Given problem =>
Please answer these questions about the court ruling excerpt below on injunctions:
1. Which case, reported as (1973) EA 358, is quoted on the conditions for an interlocutory injunction?
2. According to the court's finding, what did the plaintiff default in?
3. What is the case number of Francis J. K. Ichatha vs. Holding Finance Co. Ltd.?

Document excerpt =>

27. In the case of Nguruman Limited vs. Jan Bonde Nielsen & 2 others, CA No. 77 of 2012;  eKLR, the Court of Appeal reiterated the conditions to be met by a litigant who seeks injunctive relief as follows; “In an interlocutory injunction application, the applicant has to satisfy the triple requirements to; (a) establish his case only at a prima facie level, (b) demonstrate irreparable injury if a temporary injunction is not granted, and (c) ally any doubts as to (b) by showing that the balance of convenience is in his favour. These are the three pillars on which rests the foundation of any order of injunction, interlocutory or permanent. It is established that all the above three conditions and stages are to be applied as separate, distinct and logical hurdles which the applicant is expected to surmount sequentially.”
28. In the case of Giella vs. Cassman Brown & Company Limited (1973) EA 358 the court expressed itself on the conditions that a party must satisfy for the court to grant an interlocutory injunction; "First, an applicant must show a prima facie case with a probability of success. Secondly, an interlocutory injunction will not normally be granted unless the applicant might otherwise suffer irreparable injury, which would not adequately be compensated by an award of damages. Thirdly, if the Court is in doubt, it will decide an application on the balance of convenience."
29. I find that the plaintiff defaulted in servicing the facility. He is therefore not entitled to the grant of an injunction.
30. I find that the plaintiff has not made out a prima facie case with probability of success to warrant the grant of an order of injunction from this honourable court.
31. I find that the plaintiff has failed to demonstrate that he has clean hands, while coming to this court to seek equity. The Plaintiff is seeking the assistance of the Court to avoid his obligation to repay the loan
32. In the case of Francis J. K. Ichatha vs. Holding Finance Co. Ltd. Kenya HCCC No. 414 of 2004 the court held that; “A Plaintiff should not be granted an injunction if he does not have clean hands, and no court of equity will aid a man to derive advantage from his own wrong, for the plaintiff seeks this court to protect him from the consequences of his own default. He who seeks equity must do equity. The plaintiff should not be protected or given advantage by virtue of his own refusal to make payments to the defendant/ respondent a debt which he expressly undertook to pay”

Supplied information =>
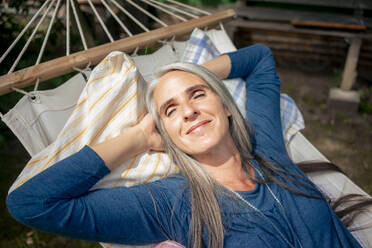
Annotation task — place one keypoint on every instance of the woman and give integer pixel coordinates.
(236, 188)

Answer for this exercise =>
1. Giella vs. Cassman Brown & Company Limited
2. Servicing the facility
3. Kenya HCCC No. 414 of 2004